Records from a data collection:
****

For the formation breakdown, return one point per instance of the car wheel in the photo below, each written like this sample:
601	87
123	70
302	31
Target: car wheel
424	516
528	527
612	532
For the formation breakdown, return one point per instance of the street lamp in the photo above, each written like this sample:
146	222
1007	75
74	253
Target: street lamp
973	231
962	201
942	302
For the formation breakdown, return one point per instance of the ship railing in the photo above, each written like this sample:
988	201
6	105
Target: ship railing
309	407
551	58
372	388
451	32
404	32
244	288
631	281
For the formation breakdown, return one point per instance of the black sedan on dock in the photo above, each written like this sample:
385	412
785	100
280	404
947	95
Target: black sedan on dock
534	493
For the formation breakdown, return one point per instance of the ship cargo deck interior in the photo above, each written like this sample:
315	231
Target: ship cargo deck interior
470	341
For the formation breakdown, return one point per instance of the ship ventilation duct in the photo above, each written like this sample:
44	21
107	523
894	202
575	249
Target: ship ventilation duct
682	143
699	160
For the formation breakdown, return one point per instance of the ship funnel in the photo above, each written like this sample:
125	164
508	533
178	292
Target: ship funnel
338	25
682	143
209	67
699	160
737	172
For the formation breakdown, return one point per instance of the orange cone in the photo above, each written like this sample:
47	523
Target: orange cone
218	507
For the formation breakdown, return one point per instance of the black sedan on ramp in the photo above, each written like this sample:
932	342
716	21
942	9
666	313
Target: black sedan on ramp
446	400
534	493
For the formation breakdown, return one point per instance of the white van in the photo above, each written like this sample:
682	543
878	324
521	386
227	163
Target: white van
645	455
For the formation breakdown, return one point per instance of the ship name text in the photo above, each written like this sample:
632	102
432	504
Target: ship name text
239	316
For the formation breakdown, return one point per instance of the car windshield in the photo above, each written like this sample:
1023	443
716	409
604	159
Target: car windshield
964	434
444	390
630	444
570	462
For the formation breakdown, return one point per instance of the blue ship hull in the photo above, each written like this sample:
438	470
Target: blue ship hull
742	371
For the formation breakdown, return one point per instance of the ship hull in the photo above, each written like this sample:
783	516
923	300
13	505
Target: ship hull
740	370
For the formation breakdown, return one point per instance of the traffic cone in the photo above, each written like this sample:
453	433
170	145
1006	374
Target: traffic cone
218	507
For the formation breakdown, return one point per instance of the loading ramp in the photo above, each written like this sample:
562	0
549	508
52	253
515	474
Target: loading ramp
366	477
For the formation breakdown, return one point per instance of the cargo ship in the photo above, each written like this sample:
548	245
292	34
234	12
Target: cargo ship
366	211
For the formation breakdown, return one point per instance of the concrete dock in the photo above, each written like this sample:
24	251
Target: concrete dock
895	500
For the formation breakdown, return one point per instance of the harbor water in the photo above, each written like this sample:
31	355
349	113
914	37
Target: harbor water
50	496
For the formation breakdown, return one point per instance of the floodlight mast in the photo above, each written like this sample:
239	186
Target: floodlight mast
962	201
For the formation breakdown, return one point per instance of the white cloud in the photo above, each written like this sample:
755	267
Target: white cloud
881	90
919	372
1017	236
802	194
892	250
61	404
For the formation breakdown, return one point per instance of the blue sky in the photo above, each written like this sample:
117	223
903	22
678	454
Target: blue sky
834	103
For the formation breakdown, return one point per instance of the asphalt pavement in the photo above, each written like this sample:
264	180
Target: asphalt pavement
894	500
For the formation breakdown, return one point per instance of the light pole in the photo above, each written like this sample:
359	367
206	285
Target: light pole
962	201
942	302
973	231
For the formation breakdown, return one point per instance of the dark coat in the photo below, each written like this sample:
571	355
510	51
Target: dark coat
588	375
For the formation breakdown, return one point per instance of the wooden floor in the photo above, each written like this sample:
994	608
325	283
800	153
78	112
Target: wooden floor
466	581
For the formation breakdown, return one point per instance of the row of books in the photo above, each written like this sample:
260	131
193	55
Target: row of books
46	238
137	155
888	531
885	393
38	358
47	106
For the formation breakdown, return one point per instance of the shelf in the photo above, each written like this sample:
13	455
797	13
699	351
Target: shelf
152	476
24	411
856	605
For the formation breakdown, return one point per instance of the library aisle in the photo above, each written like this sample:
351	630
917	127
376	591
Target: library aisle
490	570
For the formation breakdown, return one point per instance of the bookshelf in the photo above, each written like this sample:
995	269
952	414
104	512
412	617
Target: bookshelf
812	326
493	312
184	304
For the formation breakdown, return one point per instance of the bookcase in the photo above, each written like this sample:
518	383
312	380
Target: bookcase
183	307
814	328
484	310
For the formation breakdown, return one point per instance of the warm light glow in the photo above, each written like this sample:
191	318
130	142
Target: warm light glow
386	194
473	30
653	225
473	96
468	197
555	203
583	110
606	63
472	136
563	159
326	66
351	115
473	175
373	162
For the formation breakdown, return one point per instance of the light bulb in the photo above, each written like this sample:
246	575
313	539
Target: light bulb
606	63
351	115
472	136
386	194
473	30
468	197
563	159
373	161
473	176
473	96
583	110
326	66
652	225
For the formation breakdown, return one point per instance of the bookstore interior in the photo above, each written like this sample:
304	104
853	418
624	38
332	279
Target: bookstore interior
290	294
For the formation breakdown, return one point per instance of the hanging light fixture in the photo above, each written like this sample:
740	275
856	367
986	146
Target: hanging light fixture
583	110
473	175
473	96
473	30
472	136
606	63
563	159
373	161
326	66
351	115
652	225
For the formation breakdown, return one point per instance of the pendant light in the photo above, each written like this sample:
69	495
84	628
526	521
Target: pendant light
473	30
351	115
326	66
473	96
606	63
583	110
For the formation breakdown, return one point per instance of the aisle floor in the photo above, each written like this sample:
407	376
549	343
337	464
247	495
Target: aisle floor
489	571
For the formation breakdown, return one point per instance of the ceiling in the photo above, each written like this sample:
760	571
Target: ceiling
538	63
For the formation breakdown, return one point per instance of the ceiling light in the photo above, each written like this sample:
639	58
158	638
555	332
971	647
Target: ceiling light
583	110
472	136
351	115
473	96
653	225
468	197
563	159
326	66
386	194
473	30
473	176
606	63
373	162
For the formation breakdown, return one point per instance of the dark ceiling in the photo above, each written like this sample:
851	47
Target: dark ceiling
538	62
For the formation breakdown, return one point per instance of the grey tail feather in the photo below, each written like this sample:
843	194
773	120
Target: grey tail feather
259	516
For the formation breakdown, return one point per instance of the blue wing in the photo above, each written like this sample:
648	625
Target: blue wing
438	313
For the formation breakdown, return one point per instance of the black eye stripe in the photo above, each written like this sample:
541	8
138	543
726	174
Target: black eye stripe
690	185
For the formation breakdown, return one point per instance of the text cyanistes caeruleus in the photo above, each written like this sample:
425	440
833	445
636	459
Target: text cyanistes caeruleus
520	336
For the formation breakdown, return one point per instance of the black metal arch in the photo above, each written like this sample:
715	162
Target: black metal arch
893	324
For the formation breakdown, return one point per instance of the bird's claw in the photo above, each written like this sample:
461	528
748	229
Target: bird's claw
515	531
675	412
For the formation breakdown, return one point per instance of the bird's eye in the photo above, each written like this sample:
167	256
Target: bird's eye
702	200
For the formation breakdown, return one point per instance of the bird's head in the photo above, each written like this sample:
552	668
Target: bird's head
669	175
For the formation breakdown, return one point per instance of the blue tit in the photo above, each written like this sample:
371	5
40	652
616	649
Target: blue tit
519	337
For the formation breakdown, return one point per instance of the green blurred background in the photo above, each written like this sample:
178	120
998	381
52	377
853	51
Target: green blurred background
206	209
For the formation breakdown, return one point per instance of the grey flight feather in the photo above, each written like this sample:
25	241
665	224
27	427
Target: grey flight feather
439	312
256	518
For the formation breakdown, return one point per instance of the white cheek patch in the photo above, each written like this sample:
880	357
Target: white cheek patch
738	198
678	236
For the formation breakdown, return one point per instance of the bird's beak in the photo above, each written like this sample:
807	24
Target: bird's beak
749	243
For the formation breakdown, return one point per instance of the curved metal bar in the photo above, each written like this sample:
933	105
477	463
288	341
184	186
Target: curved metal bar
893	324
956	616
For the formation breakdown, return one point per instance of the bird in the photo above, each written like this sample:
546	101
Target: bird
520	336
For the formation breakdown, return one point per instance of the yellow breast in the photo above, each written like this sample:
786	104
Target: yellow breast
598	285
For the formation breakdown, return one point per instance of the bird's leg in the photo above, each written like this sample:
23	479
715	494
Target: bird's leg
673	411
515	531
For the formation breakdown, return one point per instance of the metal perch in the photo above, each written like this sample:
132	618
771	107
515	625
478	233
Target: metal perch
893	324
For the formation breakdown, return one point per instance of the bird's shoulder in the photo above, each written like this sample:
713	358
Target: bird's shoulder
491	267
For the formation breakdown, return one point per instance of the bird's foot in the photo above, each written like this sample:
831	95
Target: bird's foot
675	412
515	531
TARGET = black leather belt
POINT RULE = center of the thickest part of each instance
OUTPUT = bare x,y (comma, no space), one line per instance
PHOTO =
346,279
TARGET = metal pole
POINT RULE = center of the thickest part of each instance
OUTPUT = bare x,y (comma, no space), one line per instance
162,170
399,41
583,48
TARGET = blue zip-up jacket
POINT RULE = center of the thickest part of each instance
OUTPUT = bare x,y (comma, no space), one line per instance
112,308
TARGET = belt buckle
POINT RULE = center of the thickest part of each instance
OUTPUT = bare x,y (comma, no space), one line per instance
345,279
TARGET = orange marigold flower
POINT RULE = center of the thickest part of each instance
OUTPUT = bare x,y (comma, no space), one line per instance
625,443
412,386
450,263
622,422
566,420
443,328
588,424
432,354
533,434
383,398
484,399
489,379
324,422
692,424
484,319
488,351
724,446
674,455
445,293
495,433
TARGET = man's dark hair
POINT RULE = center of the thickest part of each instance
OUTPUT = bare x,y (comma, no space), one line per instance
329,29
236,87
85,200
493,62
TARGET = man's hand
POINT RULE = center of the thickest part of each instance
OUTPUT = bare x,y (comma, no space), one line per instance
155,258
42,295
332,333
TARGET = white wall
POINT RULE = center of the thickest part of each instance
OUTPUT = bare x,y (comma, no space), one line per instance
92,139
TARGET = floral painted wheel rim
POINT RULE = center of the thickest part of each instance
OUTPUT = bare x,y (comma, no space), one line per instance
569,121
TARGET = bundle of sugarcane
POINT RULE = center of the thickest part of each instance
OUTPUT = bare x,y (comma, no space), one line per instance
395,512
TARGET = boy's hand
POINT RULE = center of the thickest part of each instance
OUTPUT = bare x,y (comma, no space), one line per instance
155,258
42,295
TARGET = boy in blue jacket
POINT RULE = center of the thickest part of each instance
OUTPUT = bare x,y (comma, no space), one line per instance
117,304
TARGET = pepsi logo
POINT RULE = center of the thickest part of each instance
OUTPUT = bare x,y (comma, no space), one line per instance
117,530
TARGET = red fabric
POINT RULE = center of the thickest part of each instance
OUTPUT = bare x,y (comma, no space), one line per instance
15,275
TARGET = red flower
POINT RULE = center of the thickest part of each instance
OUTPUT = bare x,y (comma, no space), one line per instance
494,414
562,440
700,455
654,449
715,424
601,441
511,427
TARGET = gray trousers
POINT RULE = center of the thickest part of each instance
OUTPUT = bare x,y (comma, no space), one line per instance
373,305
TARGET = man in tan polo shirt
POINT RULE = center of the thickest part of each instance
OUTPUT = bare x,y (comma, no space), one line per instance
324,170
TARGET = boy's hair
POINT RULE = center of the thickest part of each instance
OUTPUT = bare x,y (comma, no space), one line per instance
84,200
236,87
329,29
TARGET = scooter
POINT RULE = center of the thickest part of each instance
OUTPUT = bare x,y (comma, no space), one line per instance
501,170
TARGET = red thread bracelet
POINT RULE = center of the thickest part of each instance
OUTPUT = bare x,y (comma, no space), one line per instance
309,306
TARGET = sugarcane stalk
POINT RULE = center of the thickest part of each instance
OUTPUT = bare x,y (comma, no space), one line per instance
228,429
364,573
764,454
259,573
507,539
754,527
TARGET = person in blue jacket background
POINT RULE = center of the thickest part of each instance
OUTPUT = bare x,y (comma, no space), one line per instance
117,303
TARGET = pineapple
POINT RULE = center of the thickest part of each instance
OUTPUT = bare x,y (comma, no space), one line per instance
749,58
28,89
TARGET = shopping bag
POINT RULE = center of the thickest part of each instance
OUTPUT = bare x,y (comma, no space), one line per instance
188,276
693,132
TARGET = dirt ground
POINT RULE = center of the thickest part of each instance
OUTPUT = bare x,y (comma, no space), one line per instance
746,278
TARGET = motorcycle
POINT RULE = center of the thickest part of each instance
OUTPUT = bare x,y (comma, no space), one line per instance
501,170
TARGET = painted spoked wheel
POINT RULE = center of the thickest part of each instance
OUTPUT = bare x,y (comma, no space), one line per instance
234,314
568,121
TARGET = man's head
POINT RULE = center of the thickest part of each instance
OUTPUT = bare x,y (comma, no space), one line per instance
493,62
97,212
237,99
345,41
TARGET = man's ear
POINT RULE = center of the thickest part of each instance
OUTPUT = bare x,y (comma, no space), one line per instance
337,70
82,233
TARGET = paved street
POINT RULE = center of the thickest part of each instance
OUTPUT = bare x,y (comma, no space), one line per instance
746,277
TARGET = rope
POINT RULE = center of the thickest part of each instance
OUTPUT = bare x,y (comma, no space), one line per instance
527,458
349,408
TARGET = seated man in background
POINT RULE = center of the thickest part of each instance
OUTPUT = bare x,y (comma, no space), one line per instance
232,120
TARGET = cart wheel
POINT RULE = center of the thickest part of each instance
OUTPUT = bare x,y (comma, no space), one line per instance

****

■ TASK DETAILS:
Copy out the lines starting at the one containing "TARGET = paved street" and ending with the last line of the entries. Include nothing else.

■ PROBLEM SOLUTION:
TARGET = paved street
POINT RULE = center of the thickest part of each instance
OUTPUT = bare x,y (comma, no space), one line per instance
746,277
TARGET = rope
POINT RULE = center of the thickest part of each instance
OUTPUT = bare x,y (comma, no space), one line per instance
527,458
349,408
TARGET = seated man in background
POINT RULE = center of the thickest part of each instance
OUTPUT = bare x,y (comma, no space), one line per instance
232,120
TARGET = cart wheel
POINT RULE = center of the thickest part of each instance
OUTPUT = bare x,y (comma, no space), one line per instance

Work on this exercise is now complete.